◆ Exercise instructions ◆
- 1) List every protein against which an antibody is used in the figure legends on SYK, naming each protein once, in order of first mention.
- 2) Write the next part of the figure legends on SYK, continuing from the point where they stop.

◆ Document segment ◆
SYK regulates ROS production and BECN1 release from the BECN1-BCL2 complex. (A) SYK expression in BMDM from WT and syk^−/− mice. Cell lysates of BMDM were subjected to SDS-PAGE and immunoblotted with anti-SYK and anti-GAPDH antibodies. (B) BMDM isolated from WT and syk^−/− mice were incubated with PBS or 25 μg/ml OxLDL for 10 min and intracellular ROS were measured by FACS. (C) Quantification of the results presented in panel B. Mean± SE ; n = 3 −4. **, P < 0.005. (D) BMDM isolated from WT and syk^−/− mice were incubated with 25 μg/ml OxLDL for 90 min. Cell lysates were immunoprecipitated with an anti-BCL2 antibody and then immunoblotted with antibodies against BECN1 and BCL2.

Figure 5.

SYK regulates OxLDL-induced autophagy in vitro and in vivo. (A to D) BMDM isolated from WT and syk^−/− mice were incubated with PBS or 25 μg/ml OxLDL for 18 h. (E to H) WT and syk^−/− mice were intraperitoneally injected with 0.2 ml of PBS or 100 μg/ml OxLDL. After 24 h, peritoneal cells were isolated and plated for 2 h. (A, B, E and F) Cell lysates were immunoblotted with antibodies against LC3 and GAPDH, and band intensities were quantified. (C and D, and G and H) Cells were stained with an anti-LC3 antibody and Hoechst 33358 and the numbers of LC3 puncta per cell were quantified. Mean± SE ; n = 3 −4. *, P < 0.05; **, P < 0.005. Scale bar: 10 μm.

Figure 6.

◆ Entries excerpted from a collection ◆
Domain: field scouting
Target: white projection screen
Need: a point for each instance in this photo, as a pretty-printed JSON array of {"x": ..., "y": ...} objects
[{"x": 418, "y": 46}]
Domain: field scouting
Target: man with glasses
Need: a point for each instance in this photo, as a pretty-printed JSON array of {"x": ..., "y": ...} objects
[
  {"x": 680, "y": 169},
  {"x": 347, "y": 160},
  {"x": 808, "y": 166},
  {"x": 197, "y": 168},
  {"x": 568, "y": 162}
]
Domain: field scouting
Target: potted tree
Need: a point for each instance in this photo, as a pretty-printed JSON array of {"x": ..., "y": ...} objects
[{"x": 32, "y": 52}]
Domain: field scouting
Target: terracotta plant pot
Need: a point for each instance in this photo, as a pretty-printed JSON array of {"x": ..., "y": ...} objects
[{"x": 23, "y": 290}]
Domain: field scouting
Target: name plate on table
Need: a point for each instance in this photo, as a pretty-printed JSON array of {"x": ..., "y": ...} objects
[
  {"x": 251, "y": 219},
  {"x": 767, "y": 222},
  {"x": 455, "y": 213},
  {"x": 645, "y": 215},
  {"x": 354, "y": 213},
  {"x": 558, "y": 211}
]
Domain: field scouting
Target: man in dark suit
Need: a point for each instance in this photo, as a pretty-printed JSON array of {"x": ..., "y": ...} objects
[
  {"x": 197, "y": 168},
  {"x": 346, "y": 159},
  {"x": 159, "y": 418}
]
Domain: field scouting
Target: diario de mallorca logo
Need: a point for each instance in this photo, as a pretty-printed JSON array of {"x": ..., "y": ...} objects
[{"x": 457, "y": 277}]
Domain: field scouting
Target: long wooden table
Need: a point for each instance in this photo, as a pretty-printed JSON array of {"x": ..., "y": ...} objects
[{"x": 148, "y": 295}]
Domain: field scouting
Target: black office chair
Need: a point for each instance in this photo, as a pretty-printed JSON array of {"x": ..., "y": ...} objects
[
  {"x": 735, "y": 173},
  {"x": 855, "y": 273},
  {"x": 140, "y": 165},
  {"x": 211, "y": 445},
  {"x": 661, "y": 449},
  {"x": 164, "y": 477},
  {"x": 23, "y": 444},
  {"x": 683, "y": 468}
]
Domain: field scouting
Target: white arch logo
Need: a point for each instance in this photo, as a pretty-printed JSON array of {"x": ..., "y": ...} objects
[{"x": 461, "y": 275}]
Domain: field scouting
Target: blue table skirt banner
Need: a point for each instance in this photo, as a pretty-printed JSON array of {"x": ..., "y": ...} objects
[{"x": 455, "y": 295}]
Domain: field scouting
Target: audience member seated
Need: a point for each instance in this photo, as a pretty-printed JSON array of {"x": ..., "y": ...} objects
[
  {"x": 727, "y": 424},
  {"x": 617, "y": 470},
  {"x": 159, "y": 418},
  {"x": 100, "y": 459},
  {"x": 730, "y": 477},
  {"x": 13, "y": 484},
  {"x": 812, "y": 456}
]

◆ Activity answers ◆
- 1) SYK, GAPDH, BCL2, BECN1, LC3

- 2)
SYK regulates macrophage MHC-II expression in response to OxLDL. (A) BMDM isolated from C57BL/6 mice were pretreated with 40 μM SYK inhibitor (PIC, piceatannol) or 1 mM autophagy inhibitor (3MA) for 2 h and then incubated with PBS or 25 μg/ml OxLDL for additional 18 h. MHC-II expression was measured by FACS. (B) BMDM isolated from WT and syk^−/− mice were incubated with PBS or 25 μg/ml OxLDL for 18 h and surface MHC-II expression was measured by FACS. (C) WT and syk^−/− mice were intraperitoneally injected with 0.2 ml of PBS or 100 μg/ml OxLDL. After 24 h, peritoneal cells were isolated and MHC-II expression on F4/80-positive macrophages was measured by FACS. Mean± SE ; n = 3 −4. *, P < 0.05; **, P < 0.005.

Figure 7.

Macrophage SYK expression is required for antigen presentation to CD4⁺ T cells. WT- or SYK-deficient BMDM were pretreated with 25 μg/ml OxLDL plus 25 μg/ml MDA-LDL for 18 h and then cocultured with CD4⁺ T cells isolated from the spleens of WT mice immunized with MDA-LDL for additional 72 h. (A and B) At 72 h, T cell proliferation was measured by FACS. (C) At 48 h, IL2 levels in coculture media were measured by ELISA. Mean± SE ; n = 3 −4. *, P < 0.05; **, P < 0.005.

Figure 8.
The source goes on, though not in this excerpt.